┌────────

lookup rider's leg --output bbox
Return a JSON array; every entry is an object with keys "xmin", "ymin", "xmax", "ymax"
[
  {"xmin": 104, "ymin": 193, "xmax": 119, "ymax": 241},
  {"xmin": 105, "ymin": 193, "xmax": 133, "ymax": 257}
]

└────────

### [WORK REQUIRED]
Send back the whole listing above exactly, please.

### [ANSWER BELOW]
lookup rider's leg --output bbox
Return a JSON array; every entry is an object with keys "xmin", "ymin", "xmax", "ymax"
[
  {"xmin": 104, "ymin": 193, "xmax": 119, "ymax": 241},
  {"xmin": 105, "ymin": 193, "xmax": 133, "ymax": 257}
]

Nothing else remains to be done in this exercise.